* **TEXT FOR ANALYSIS**
————

The aim of this review is to highlight recent and potential future enhancements to the United States Licensing Examination (USMLE) program. The USMLE program is co-owned by the National Board of Medical Examiners (NBME) and the Federation of State Medical Boards. The USMLE includes four examinations: Step 1, Step 2 Clinical Knowledge, Step 2 Clinical Skills, and Step 3; every graduate of Liaison Committee on Medical Education-accredited allopathic medical schools and all international medical graduates must pass this examination series to practice medicine in the United States. From 2006 to 2009, the program underwent an indepth review resulting in five accepted recommendations. These recommendations have been the primary driver for many of the recent enhancements, such as an increased emphasis on foundational science and changes in the clinical skills examination, including more advanced communication skills assessment. These recommendations will continue to inform future changes such as access to references (e.g., a map of metabolic pathways) or decision-making tools for use during the examination. The NBME also provides assessment services globally to medical schools, students, residency programs, and residents. In 2015, >550,000 assessments were provided through the subject examination program, NBME self-assessment services, and customized assessment services.
- medical student
- National Board of Medical Examiners
- subject tests
- United States Medical Licensing Examination
the national board of medical examiners (NBME) is an independent not-for-profit organization founded in 1915 whose mission is “to protect the health of the public through state-of-the-art assessment of health professionals.” Since its inception, the NBME has focused on the licensing of physicians to practice medicine in the United States (U.S.). The U.S. Medical Licensing Examination (USMLE), which is co-owned with the Federation of State Medical Boards, is the sole route to medical licensure for graduates of Liaison Committee on Medical Education (LCME)-accredited U.S. and Canadian medical schools and for all graduates of international medical schools.
During the past 30 years, the assessment portfolio of the NBME has expanded. Besides the USMLE program, the NBME oversees 35 other examination programs, including 120 additional examinations. NBME also provides testing, educational, consultative, and research services to health professional credentialing and educational organizations and ministries globally. The NBME currently works with ∼30 organizations to support >75 assessment programs. The assessments administered vary in use from high-stakes examinations, such as the USMLE, to lower-stakes examinations, such as NBME self-assessments. This portfolio of examinations also includes post-licensure assessments, specialty board certification, specialty board recertification, certification of special competencies, residency selection, medical school subject tests, and in-training examinations.
In the early 1990s, the NBME flagship licensure program, the USMLE, replaced both the existing Federation Licensing Examination program and the NBME certification examinations (also known as the “Part” exams). The USMLE has undergone a gradual evolution in design and format since its inception. In 1999, major programmatic changes included computerized examination delivery and the use of computerized case simulations. The USMLE Step 2 Clinical Skills (CS) exam, using standardized patients (SPs), was introduced in 2004.

————

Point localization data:
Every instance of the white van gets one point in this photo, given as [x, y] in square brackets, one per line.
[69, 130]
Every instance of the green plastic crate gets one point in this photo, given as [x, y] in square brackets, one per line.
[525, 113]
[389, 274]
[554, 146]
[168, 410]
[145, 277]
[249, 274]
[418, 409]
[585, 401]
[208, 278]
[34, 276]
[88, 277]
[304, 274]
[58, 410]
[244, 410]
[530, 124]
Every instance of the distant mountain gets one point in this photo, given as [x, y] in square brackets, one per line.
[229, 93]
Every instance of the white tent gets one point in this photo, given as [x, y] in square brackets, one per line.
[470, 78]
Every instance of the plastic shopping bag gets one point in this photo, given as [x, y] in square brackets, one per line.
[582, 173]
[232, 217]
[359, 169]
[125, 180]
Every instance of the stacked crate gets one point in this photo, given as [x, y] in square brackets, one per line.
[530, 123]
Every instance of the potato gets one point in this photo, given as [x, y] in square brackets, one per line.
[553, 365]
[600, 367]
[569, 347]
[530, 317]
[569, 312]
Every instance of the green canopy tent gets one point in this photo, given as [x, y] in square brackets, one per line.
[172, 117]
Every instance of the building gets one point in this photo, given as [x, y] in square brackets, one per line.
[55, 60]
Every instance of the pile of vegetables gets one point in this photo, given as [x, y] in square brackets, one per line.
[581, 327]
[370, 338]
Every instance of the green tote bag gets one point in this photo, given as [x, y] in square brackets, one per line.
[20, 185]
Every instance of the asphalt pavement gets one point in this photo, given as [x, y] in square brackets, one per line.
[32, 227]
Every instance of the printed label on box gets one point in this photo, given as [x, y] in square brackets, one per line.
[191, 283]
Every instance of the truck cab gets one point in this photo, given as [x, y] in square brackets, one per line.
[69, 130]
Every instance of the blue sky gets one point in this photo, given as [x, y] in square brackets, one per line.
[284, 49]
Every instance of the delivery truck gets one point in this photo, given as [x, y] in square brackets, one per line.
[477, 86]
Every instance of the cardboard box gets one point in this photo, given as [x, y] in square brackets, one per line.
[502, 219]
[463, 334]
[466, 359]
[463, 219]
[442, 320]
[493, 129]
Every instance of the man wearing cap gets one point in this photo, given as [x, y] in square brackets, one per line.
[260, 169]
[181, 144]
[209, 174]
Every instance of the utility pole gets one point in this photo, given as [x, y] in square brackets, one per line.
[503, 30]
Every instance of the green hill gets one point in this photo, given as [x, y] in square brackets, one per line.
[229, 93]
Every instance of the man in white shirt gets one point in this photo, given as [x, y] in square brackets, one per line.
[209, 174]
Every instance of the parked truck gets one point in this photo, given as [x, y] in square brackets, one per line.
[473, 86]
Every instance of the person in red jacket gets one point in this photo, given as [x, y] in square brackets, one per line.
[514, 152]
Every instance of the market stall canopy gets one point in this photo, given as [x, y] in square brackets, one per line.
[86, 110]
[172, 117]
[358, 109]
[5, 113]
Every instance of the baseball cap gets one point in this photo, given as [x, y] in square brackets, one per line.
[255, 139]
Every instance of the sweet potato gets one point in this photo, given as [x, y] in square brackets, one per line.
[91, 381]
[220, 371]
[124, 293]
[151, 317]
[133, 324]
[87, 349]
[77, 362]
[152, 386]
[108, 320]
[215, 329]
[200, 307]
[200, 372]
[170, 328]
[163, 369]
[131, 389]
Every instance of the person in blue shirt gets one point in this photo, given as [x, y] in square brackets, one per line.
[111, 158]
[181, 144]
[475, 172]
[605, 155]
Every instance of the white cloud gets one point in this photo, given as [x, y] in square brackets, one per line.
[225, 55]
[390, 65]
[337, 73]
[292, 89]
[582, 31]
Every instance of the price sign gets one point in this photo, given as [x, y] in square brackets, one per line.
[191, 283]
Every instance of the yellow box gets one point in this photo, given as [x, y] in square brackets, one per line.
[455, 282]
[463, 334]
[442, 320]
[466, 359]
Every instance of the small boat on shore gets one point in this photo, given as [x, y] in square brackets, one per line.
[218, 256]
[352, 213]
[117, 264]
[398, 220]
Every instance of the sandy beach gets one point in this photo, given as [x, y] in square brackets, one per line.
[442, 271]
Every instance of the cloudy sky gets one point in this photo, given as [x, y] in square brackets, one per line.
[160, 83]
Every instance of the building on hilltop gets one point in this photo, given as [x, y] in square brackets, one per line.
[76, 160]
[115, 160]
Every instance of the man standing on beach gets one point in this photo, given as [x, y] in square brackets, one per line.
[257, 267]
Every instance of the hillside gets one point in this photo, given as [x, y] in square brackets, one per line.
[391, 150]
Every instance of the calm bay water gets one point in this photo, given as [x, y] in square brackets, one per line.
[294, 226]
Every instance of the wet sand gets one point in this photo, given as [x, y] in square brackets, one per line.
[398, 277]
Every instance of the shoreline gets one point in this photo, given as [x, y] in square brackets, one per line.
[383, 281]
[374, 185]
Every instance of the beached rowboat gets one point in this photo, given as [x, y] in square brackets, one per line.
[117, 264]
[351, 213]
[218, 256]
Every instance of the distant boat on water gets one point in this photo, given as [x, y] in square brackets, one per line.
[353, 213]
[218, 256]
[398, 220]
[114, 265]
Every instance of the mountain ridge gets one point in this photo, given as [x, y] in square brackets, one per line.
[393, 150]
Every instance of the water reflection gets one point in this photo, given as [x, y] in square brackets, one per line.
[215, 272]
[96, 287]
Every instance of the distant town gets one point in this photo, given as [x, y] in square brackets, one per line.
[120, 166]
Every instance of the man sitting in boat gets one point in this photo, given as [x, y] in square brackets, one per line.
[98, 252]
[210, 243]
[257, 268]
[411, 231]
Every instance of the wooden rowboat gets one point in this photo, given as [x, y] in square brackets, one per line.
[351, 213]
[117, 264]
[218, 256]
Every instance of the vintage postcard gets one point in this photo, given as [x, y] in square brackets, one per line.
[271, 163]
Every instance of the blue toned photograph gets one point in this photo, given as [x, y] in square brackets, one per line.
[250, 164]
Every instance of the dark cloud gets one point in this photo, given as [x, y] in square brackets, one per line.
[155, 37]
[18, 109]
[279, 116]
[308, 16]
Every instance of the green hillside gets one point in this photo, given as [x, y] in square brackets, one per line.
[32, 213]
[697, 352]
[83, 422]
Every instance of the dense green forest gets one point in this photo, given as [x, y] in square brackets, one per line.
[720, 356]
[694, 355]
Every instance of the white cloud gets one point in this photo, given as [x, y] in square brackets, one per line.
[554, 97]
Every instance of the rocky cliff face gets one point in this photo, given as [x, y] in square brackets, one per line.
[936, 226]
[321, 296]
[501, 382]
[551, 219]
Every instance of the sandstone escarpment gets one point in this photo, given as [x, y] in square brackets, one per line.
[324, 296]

————

* **YOUR GOAL**
Use the text on the NBME and the USMLE to answer these questions, numbering your answers to match:
1. In what year was the NBME founded?
2. Besides the USMLE program, how many other examination programs does the NBME oversee?
3. In what year was the USMLE Step 2 Clinical Skills exam introduced?

* **ANSWER SECTION**
1. The NBME was founded in 1915.
2. It oversees 35 other examination programs.
3. The Step 2 Clinical Skills exam was introduced in 2004.